Object position labeling entries
▬▬▬▬▬▬

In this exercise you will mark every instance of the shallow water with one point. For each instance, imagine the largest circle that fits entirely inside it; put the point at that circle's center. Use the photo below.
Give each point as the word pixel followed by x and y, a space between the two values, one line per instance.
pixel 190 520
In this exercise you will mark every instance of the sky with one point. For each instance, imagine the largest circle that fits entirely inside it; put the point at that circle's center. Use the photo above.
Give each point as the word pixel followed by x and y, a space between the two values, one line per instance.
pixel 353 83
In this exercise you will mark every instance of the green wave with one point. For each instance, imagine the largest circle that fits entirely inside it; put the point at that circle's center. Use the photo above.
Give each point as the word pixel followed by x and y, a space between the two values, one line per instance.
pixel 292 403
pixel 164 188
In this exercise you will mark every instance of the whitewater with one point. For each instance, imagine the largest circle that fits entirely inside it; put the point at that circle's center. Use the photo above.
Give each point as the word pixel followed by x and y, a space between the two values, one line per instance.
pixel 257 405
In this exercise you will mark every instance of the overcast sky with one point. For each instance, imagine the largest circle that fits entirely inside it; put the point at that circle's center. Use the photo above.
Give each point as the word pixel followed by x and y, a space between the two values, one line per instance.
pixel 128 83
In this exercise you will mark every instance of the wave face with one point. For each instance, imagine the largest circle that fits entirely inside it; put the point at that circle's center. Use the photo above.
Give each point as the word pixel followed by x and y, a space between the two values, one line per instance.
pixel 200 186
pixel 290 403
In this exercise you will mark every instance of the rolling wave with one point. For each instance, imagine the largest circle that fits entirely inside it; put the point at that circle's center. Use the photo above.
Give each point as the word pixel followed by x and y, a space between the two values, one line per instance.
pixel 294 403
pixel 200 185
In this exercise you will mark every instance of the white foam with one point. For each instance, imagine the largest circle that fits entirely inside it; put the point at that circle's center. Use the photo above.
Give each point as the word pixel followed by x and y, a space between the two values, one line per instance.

▬▬▬▬▬▬

### Objective
Write out all the entries above again, switching each "largest circle" to "biggest circle" and leaving every other word as it is.

### Answer
In this exercise you will mark every instance of the shallow water with one point. For each instance, imagine the biggest circle that fits entirely inside it; put the point at that circle's center. Use the photo below.
Give each point as the word pixel followed by x and y, a space between the two values, one line per instance.
pixel 190 520
In this exercise you will mark every instance of the sky with one point. For each instance, imagine the biggest circle that fits entirely inside it; put the point at that circle's center. Use the photo above.
Give each point as the word pixel followed by x and y, a space between the two values, one line per instance.
pixel 353 83
In this exercise you will mark every instance of the green wave with one point. For each instance, imagine the biggest circle that fits entirely inside it; put the point at that circle's center. Use the photo above.
Give each point as the word pixel followed by x and y, a space between the two values, one line per instance.
pixel 292 403
pixel 164 188
In this exercise you will mark every instance of the whitewater with one point. For each instance, imagine the biggest circle that fits entirely inside it; put the point at that circle's center. Use the photo above.
Give each point as the word pixel followed by x and y, a space between the two values, one line per instance.
pixel 257 405
In this exercise you will mark every instance of the overcast sky with one point. For each instance, imagine the biggest circle that fits entirely inside it; put the point at that circle's center. Use the photo above.
Give each point as the word pixel followed by x and y, a space between the two values, one line per instance.
pixel 128 83
In this exercise you will mark every instance of the wave face with one point. For each instance, imagine the biggest circle that fits entirely inside it; put the point at that circle's center. Use the photo above.
Give each point as the word pixel followed by x and y, a space between the two values, one line per instance.
pixel 200 186
pixel 290 403
In this exercise you will mark every instance of the rolling wave with one point. For each instance, imagine the biggest circle that fits entirely inside it; put the point at that circle's center. Use the photo above.
Give each point as the word pixel followed by x and y, a space between the two values, one line per instance.
pixel 294 403
pixel 200 185
In this exercise you will mark every instance of the white foam with one point. For each instance, imagine the biggest circle that fits entirely inside it; put the point at that circle's center. Use the photo above.
Give each point as the word pixel followed by x and y, a space between the two values, one line per instance.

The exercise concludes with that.